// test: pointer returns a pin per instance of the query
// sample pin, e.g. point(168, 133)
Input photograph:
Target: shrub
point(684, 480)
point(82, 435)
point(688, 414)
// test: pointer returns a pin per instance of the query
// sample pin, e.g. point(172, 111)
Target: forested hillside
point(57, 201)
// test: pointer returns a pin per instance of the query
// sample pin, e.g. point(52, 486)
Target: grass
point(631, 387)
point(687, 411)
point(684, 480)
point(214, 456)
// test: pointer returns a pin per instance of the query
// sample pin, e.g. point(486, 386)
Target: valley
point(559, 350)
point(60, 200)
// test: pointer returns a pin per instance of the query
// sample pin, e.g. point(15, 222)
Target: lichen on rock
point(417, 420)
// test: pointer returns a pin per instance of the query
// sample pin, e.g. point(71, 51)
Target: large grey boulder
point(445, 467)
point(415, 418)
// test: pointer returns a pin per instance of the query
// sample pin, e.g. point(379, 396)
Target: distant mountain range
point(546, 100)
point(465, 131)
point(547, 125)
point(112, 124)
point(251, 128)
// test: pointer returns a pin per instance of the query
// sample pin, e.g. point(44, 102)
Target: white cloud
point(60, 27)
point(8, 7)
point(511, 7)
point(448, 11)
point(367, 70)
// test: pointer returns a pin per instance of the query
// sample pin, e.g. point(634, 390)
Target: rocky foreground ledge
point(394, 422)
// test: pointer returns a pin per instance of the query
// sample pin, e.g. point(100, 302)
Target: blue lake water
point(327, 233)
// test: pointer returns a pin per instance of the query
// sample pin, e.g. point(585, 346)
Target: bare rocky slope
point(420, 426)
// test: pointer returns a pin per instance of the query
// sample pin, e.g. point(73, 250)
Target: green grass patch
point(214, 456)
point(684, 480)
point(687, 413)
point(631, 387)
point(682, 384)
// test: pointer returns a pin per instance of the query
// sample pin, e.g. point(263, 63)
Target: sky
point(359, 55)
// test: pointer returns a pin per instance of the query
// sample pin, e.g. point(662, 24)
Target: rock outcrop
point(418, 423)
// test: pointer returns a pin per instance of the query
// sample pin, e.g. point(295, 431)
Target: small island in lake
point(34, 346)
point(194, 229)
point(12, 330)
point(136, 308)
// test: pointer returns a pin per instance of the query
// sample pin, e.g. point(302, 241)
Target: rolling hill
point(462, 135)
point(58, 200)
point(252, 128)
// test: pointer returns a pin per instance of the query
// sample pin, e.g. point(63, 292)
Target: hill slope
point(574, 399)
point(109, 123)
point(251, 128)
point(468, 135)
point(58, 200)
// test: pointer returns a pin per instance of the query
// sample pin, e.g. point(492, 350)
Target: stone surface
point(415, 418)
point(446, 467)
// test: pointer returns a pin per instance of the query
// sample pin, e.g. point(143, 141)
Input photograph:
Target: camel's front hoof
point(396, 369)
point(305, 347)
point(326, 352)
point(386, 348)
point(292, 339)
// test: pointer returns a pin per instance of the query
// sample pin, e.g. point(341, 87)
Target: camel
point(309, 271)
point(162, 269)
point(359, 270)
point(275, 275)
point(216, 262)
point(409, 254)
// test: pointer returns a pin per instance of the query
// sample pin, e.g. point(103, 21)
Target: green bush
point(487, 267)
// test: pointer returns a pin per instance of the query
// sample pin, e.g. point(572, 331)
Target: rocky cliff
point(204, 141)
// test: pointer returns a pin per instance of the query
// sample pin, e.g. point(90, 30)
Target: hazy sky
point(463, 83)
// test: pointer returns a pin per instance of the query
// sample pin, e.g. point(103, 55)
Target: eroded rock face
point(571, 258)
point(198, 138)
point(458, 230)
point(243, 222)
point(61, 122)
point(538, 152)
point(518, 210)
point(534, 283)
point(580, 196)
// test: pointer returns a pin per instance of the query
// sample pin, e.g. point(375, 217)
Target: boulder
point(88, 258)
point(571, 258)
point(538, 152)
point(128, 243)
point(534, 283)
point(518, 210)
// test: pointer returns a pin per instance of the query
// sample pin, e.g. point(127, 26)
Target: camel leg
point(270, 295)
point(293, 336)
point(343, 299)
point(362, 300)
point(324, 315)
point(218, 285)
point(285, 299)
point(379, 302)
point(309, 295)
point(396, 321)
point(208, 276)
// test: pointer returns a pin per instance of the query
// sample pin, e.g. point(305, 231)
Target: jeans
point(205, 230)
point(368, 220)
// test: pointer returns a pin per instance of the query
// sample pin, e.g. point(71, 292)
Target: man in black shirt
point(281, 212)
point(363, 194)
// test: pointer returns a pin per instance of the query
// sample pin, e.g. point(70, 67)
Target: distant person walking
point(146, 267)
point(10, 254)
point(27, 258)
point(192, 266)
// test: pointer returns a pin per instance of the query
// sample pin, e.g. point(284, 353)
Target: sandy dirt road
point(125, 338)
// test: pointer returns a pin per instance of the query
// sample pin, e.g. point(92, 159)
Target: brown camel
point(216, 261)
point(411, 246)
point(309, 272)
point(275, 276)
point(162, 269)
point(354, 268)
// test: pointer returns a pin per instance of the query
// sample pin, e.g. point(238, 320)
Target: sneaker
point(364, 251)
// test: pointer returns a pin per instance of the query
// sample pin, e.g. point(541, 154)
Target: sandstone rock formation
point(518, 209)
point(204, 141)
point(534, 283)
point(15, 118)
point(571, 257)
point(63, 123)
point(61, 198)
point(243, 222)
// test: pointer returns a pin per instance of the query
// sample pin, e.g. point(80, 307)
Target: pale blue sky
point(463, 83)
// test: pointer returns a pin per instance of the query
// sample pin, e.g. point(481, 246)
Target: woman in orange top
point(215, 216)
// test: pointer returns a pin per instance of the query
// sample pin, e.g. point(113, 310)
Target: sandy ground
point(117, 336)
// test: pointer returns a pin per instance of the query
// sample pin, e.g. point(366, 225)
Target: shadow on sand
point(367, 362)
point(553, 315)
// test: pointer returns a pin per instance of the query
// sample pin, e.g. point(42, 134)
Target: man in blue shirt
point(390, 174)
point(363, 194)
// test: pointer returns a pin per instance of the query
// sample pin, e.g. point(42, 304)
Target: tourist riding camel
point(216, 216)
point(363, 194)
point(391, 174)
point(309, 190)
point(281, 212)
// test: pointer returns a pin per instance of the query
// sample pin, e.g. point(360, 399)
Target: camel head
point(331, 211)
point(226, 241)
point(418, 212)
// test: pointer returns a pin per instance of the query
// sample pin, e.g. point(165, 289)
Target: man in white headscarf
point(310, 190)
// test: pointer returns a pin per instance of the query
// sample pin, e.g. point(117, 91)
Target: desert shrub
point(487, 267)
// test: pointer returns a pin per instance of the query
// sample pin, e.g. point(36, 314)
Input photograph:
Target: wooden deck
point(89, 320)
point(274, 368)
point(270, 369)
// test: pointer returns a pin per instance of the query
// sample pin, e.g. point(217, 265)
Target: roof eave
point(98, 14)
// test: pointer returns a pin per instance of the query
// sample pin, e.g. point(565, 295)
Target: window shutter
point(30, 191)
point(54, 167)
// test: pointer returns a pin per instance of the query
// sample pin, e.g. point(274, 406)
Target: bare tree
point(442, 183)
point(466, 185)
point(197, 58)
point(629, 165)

**********

• [AIM]: Count the lines in the material above that contain the string "blue", matching case exactly. Give only the number.

• [WRITTEN ANSWER]: 3